The paper introduces ManiSkill-HAB, a comprehensive benchmark for low-level manipulation and in-home object rearrangement tasks. It aims to enhance the Home Assistant Benchmark (HAB) with a GPU-accelerated implementation for improved simulation speed and realism. The authors included extensive reinforcement learning (RL) and imitation learning (IL) baselines and developed an automated rule-based filtering system for generating demonstrations that are compliant with predefined safety and behavior rules.

Together, this benchmark provides:

  1. fast, realistic, diverse simulation tasks and environments for home scale manipulation challenges
  2. support for low-level control that enables realistic grasping and interaction
  3. extensive RL and IL baselines
  4. vision-based robot dataset at scale

I recommend acceptance for this paper since it provides clear and important contributions to facilitate the advancement of in-home manipulation and embodied AI research.

优点

Originality

  • While there have been benchmarks for robotic manipulation and household-related task manipulation, this work focuses on tasks and objects prevalent in home assistant settings.
  • Environments in this work are GPU-accelerated and significantly outperform prior works in terms of speed and computational costs.
  • While filtering trajectories with privileged information from the simulator is not unseen, the ability to scale up the simulation and rendering at a faster speed makes sampling and filtering more trajectories feasible.

Quality:

  • From the supplementary videos, the simulation environments and rollouts appear to be high quality.
  • The comparisons to prior work show a clear advantage of the proposed method in simulation speed.
  • The RL & IL baseline methods are extensively studied using this benchmark, providing future research good baselines.

Clarity:

  • The writing, figures, and supplementary materials are well-presented and easy to follow.
  • The evaluation protocols for the baseline methods are structured and presented clearly.
  • The authors also included failure modes for each task in the supplementary material.

Significance:

  • The benchmark attempts to address a critical need in the robotics community for more efficient and realistic simulation tools that can keep pace with the increasing expectation of robots performing complex tasks in daily environments.
  • The potential impact on future research, particularly in home rearrangement tasks, is significant, providing a robust platform for developing and testing new algorithms and approaches.

缺点

  1. Currently, this work consists of three long-horizon tasks: TidyHouse, PrepareGroceries, and SetTable. For future iterations, it would be beneficial to expand the tasks and manipulated objects beyond HAB and YCB datasets. Potential tasks could include cleaning dishes, laundry tasks, and tool usage.

  2. The RL and IL baselines include SAC, PPO, and BC. It would be greatly beneficial to the research community to have more recent baseline methods such as TD-MPC2, ACT, Diffusion Policies, etc.

问题

  1. Simulation limitations: What are the limitations of simulation technologies used in this work? Would it be possible to simulate deformable objects, fluids, or more intricate rigid objects such as tools? Are there plans to expand the manipulation tasks beyond pick + place and open + close?

  2. Real-World Application: What are the anticipated challenges in transferring the learned behaviors from the simulated MS-HAB environment to real-world robots, particularly in unstructured environments like typical homes?

For future works, it would be interesting to study how methods that solve this benchmark at X% success rate would transfer to real world robotics.

## Provided records
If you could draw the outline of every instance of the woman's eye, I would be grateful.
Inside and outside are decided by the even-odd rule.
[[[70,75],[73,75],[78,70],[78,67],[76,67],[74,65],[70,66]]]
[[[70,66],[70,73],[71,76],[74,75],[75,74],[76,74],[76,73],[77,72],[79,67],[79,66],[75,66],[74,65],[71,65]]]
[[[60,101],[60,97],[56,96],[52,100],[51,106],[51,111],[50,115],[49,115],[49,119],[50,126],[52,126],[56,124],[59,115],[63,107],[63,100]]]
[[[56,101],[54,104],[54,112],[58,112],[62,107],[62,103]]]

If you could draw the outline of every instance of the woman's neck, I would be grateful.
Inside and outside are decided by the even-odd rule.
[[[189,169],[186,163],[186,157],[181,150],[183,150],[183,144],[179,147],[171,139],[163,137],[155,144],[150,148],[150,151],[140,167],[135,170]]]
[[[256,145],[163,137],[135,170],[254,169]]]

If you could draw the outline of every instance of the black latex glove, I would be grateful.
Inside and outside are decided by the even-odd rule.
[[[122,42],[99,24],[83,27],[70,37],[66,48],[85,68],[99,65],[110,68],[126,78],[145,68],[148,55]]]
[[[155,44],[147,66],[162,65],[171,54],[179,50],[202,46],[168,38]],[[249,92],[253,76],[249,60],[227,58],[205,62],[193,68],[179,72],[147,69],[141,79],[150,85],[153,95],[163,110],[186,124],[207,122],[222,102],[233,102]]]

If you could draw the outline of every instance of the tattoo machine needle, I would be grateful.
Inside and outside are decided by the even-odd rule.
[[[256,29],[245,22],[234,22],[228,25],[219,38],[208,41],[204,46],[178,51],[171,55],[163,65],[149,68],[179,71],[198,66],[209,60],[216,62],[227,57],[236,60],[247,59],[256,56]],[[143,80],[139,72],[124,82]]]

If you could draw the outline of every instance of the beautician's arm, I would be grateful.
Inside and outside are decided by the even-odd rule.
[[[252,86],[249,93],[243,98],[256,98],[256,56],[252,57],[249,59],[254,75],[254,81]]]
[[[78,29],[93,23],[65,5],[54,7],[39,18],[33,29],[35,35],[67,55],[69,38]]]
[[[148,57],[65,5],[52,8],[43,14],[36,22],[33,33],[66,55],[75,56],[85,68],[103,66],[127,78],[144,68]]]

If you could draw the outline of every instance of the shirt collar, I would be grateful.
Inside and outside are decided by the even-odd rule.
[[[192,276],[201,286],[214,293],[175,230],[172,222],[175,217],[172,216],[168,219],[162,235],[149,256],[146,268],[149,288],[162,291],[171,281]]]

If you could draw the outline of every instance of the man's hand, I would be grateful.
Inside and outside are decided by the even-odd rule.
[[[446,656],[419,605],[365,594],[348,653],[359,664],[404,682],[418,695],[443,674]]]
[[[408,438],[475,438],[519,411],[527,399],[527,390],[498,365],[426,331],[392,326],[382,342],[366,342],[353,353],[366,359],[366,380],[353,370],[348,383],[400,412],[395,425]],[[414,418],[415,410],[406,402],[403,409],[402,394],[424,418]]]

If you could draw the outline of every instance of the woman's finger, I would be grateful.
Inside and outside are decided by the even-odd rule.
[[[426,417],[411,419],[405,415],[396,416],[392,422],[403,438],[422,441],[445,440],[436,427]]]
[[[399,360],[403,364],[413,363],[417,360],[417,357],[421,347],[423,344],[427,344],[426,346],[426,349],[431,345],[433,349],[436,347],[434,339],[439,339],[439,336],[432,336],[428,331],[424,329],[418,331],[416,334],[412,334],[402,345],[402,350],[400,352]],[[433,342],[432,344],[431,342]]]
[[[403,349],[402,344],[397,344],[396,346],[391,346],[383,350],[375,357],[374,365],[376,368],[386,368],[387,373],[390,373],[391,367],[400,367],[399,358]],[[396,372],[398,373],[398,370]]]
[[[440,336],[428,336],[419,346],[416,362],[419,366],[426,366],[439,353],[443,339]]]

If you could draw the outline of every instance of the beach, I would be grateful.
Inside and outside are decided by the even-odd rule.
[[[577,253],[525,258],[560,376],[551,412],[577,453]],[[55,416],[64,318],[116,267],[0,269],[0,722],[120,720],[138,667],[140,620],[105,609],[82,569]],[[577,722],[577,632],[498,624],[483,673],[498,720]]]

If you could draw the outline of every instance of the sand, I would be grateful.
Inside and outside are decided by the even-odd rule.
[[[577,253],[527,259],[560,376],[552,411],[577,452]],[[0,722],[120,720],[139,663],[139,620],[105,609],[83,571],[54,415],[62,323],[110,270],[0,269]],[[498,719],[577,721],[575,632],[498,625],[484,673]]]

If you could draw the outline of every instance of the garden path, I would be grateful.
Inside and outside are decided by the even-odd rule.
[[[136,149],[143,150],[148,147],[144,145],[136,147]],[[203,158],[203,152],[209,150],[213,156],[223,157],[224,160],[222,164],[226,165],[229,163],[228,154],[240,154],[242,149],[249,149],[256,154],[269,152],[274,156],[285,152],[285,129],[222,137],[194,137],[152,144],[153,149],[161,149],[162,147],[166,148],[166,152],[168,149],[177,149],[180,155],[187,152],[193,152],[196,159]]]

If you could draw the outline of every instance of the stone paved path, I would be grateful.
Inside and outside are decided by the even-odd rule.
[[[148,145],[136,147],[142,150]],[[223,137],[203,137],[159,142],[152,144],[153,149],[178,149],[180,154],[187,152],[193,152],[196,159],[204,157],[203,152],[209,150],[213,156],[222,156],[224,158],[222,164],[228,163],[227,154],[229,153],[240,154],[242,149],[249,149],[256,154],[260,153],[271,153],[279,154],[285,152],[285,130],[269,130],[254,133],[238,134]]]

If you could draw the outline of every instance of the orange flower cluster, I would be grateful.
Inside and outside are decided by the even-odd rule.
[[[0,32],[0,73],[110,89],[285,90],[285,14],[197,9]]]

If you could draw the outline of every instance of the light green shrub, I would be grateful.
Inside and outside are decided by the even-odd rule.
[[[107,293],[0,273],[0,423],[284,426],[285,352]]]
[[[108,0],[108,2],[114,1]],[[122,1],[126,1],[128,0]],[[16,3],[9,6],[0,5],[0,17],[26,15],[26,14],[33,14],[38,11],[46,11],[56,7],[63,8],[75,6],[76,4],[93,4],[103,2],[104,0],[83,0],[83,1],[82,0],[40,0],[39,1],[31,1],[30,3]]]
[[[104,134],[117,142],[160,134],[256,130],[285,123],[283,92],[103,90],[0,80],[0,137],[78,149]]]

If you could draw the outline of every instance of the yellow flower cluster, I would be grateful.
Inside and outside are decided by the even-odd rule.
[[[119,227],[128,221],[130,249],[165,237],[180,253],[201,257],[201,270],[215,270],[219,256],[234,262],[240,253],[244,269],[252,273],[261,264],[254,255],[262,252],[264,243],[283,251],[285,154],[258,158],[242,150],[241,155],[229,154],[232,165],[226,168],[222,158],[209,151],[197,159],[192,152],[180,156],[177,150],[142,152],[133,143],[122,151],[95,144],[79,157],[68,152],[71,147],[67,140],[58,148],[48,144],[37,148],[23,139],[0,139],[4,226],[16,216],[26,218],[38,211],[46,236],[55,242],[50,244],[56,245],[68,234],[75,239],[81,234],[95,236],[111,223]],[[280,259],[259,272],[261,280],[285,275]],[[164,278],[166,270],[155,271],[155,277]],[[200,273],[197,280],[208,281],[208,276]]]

## Set of tasks
**1.** According to the review of ManiSkill-HAB, which three long-horizon tasks does the benchmark currently consist of?
**2.** Gather every line of the records that contains the word "flower", treating uppercase and lowercase as distinct.

## Answers below
**1.** TidyHouse, PrepareGroceries, and SetTable.

**2.**
If you could draw the outline of every instance of the orange flower cluster, I would be grateful.
If you could draw the outline of every instance of the yellow flower cluster, I would be grateful.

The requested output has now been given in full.